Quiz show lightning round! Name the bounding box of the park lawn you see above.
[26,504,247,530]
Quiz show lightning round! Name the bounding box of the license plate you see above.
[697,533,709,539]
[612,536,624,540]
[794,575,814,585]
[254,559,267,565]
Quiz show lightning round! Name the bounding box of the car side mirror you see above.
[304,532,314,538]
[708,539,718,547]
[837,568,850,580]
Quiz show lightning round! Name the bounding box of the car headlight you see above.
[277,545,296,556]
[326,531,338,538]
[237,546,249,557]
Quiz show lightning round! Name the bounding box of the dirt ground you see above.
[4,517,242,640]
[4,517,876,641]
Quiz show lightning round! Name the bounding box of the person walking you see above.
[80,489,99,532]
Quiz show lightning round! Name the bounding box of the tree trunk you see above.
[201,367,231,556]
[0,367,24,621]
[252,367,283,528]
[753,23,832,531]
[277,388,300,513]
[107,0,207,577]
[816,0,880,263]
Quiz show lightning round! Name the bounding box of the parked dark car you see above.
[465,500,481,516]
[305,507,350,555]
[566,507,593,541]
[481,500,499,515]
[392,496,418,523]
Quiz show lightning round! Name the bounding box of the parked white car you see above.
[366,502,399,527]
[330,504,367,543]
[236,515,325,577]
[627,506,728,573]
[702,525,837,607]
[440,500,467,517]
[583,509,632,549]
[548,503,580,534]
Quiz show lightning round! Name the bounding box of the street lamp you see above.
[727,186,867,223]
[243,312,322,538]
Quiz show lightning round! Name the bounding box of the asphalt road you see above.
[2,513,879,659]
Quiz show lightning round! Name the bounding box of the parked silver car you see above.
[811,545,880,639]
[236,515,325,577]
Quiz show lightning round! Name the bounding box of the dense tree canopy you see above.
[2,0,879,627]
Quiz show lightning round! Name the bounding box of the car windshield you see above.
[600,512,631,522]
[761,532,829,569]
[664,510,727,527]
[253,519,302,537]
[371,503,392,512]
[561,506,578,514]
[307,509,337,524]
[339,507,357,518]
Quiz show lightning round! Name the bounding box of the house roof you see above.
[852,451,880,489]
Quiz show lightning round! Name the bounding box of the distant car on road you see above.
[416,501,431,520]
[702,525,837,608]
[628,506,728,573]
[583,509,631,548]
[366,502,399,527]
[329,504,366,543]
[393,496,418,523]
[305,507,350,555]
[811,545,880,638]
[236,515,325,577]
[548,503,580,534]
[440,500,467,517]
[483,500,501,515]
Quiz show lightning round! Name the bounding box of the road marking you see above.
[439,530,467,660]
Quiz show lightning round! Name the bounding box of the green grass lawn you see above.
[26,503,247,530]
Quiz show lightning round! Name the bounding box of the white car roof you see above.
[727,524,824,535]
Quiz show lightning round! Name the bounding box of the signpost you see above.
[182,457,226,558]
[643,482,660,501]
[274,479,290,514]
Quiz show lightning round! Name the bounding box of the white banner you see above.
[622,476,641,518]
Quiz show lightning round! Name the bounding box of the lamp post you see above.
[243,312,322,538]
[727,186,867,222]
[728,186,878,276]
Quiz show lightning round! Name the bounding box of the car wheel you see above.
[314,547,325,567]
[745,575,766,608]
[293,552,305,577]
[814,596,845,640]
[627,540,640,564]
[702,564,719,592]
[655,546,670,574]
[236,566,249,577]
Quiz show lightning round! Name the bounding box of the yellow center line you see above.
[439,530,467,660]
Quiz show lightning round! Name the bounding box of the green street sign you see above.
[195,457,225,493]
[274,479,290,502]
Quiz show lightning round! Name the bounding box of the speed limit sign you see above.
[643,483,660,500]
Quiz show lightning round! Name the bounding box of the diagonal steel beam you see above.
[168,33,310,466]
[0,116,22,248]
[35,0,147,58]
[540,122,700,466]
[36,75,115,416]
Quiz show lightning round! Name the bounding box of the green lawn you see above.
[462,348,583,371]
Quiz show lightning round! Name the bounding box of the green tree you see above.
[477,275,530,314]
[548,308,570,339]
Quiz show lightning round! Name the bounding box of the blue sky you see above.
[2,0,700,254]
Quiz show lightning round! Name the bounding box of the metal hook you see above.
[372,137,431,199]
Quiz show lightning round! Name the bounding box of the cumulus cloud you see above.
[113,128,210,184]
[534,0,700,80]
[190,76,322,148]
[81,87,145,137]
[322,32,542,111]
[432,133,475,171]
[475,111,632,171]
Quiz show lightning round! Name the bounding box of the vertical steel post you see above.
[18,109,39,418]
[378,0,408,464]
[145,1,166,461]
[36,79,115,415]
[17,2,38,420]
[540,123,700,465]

• • •

**WORK REQUIRED:** Using the listing above, retype each line exactly.

**ANSWER FOR THE TASK:**
Quiz show lightning round! Name the bounding box of the park lawn you see above.
[26,504,247,530]
Quiz show lightning round! Name the bounding box of the license plate you see above.
[697,533,709,539]
[612,536,624,540]
[794,575,814,585]
[254,559,267,565]
Quiz show lightning round! Name the bounding box of the car side mirror you see above.
[304,532,314,538]
[708,539,718,547]
[837,568,850,580]
Quiz show lightning round! Name the bounding box of the car headlight you see above.
[277,545,296,556]
[326,531,338,538]
[237,546,249,557]
Quiz show lightning round! Name the bounding box of the dirt ground you see above.
[4,517,242,640]
[4,517,876,641]
Quiz show lightning round! Name the bounding box of the person walking you see above.
[80,489,99,532]
Quiz show lightning round! Name the bounding box of the tree trunk you see above.
[201,367,231,556]
[0,367,24,621]
[252,367,283,528]
[753,23,832,531]
[277,388,300,513]
[107,0,207,577]
[816,0,880,263]
Quiz show lightning round! Name the bounding box of the parked dark car you see above.
[465,500,481,516]
[305,507,350,555]
[566,507,593,541]
[481,500,499,515]
[392,496,418,523]
Quiz show lightning round! Name the bounding box of the parked white car you see above.
[366,502,399,527]
[330,504,367,543]
[236,515,325,577]
[627,506,728,573]
[702,525,837,607]
[440,500,467,517]
[583,509,632,549]
[548,503,580,534]
Quiz show lightning round! Name the bounding box of the street lamp you see above.
[727,186,867,223]
[243,312,322,538]
Quiz show lightning round! Name the bounding box of the asphalt road you see above.
[2,513,879,659]
Quiz show lightning round! Name the bounding box of the parked silver car you see above.
[811,545,880,639]
[236,515,325,577]
Quiz show lightning round! Name the bounding box of the dense tree canopy you see above.
[2,0,879,627]
Quiz show lightning round! Name the bounding box of the car windshield you see above.
[600,512,631,522]
[761,532,829,569]
[664,510,727,527]
[253,519,302,537]
[371,503,392,512]
[561,506,578,514]
[307,509,337,524]
[339,507,357,518]
Quiz show lightning round! Name the bounding box of the house roof you see above.
[852,451,880,489]
Quiz show lightning round! Name the bounding box of the distant car on road you see above.
[416,501,431,520]
[702,525,837,608]
[628,506,728,573]
[583,509,631,548]
[366,502,399,527]
[329,504,366,543]
[393,496,418,523]
[305,507,350,555]
[811,545,880,638]
[236,515,325,577]
[548,503,580,534]
[440,500,467,517]
[483,500,501,515]
Quiz show lightning round! Name the bounding box of the road marking you see above.
[439,530,467,660]
Quiz show lightning round! Name the bounding box of the green grass lawn you see above.
[26,503,247,530]
Quiz show lightning round! Name the bounding box of the white car roof you see above.
[727,524,824,535]
Quiz show lightning round! Name the bounding box of the signpost you see above.
[182,457,226,558]
[643,482,660,501]
[274,479,290,514]
Quiz show lightning round! Name the bounding box of the white banner you see above.
[622,476,641,518]
Quiz show lightning round! Name the bounding box of the lamp post you see above.
[243,312,322,538]
[727,186,867,222]
[728,186,878,276]
Quiz show lightning round! Name the bounding box of the car wheel you see above.
[314,547,325,567]
[745,575,766,608]
[293,552,305,577]
[814,596,845,640]
[627,540,640,564]
[702,564,719,592]
[655,546,670,574]
[236,566,249,577]
Quiz show lightning round! Name the bounding box of the yellow center line you see above.
[439,530,467,660]
Quiz show lightning round! Name the bounding box of the green street sign you see above.
[195,457,225,493]
[274,479,290,502]
Quiz show lightning round! Name the bounding box of the speed limit sign you see above.
[643,483,660,500]
Quiz show lightning round! Name the bounding box of the diagonal steel beam you see above.
[168,33,310,466]
[0,116,22,248]
[35,0,147,58]
[540,122,700,466]
[36,75,115,416]
Quiz show lightning round! Name the bounding box of the green lawn you see above.
[462,348,583,371]
Quiz show lightning round! Name the bounding box of the green tree you see above.
[477,275,530,314]
[548,308,570,339]
Quiz show lightning round! Name the bounding box of the blue sky you see above.
[2,0,700,254]
Quiz show lightning round! Name the bounding box of the metal hook you see above.
[372,137,431,199]
Quiz show lightning round! Name the bounding box of the cumulus cloud you see above.
[113,128,210,184]
[534,0,700,80]
[190,76,322,148]
[81,87,145,137]
[322,32,542,111]
[432,133,475,171]
[475,111,632,171]
Quiz show lightning round! Name the bounding box of the vertical steel post you see above.
[18,109,39,418]
[378,0,408,464]
[145,1,166,461]
[36,79,115,415]
[17,2,38,420]
[540,123,700,465]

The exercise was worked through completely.